Could you repeat the whole listing below exactly as it stands?

Top of Records provided

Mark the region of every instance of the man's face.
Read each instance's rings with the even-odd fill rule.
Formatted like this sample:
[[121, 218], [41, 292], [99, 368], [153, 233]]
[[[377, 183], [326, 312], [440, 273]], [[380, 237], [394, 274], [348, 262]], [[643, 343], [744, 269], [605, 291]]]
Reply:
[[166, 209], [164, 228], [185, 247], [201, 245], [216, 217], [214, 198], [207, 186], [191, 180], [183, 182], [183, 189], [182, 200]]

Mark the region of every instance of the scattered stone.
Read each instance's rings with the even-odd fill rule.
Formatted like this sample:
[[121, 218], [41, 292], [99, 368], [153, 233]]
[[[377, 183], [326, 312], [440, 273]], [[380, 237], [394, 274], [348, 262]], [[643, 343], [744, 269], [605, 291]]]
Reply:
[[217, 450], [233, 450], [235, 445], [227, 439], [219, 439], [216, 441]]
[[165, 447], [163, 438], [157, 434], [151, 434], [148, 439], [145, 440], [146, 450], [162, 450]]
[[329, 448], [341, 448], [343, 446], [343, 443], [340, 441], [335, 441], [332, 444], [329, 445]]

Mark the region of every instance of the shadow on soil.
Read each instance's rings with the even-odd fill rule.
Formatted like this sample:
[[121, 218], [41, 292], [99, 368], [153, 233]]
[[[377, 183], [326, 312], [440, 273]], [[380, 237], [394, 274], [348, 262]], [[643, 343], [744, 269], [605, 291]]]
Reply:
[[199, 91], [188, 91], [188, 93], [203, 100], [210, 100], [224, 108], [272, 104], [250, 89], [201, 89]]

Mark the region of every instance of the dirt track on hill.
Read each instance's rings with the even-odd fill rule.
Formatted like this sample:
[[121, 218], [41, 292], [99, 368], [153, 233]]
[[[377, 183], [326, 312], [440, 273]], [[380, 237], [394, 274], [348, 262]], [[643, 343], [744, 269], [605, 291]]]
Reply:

Bottom of Records provided

• Task response:
Mark the region of every instance of the man's face.
Read each instance's rings with the even-odd fill rule.
Formatted like this sample:
[[121, 218], [41, 292], [99, 368], [153, 233]]
[[[377, 183], [326, 312], [440, 273]], [[380, 237], [394, 274], [348, 262]], [[643, 343], [744, 269], [605, 291]]]
Reply:
[[166, 209], [164, 228], [185, 247], [201, 245], [216, 217], [214, 198], [207, 186], [191, 180], [183, 182], [183, 189], [182, 200]]

Mark the region of every instance of the scattered stone.
Read each instance's rings with the even-odd fill rule.
Formatted like this sample:
[[121, 218], [41, 292], [99, 368], [153, 233]]
[[[377, 183], [326, 312], [440, 273]], [[380, 237], [394, 274], [348, 262]], [[643, 343], [744, 269], [605, 291]]]
Reply:
[[217, 450], [233, 450], [235, 445], [227, 439], [219, 439], [216, 441]]
[[165, 447], [163, 438], [157, 434], [151, 434], [148, 439], [145, 440], [146, 450], [162, 450]]
[[329, 448], [341, 448], [343, 446], [343, 443], [340, 441], [335, 441], [332, 444], [329, 445]]

Mark the region of every instance of the shadow on soil.
Read each instance's rings with the even-odd fill rule.
Formatted like this sample:
[[121, 218], [41, 292], [99, 368], [153, 233]]
[[[377, 183], [326, 312], [440, 273]], [[380, 237], [394, 274], [348, 262]], [[643, 343], [744, 269], [605, 291]]]
Reply:
[[199, 91], [188, 91], [188, 93], [203, 100], [210, 100], [224, 108], [272, 104], [250, 89], [201, 89]]

Mark the region of every instance of the dirt track on hill.
Read each instance's rings with the even-odd fill rule.
Formatted like this sample:
[[121, 218], [41, 292], [99, 368], [153, 233]]
[[[377, 183], [326, 312], [440, 273]], [[380, 237], [394, 274], [348, 262]], [[643, 343], [744, 269], [605, 291]]]
Reply:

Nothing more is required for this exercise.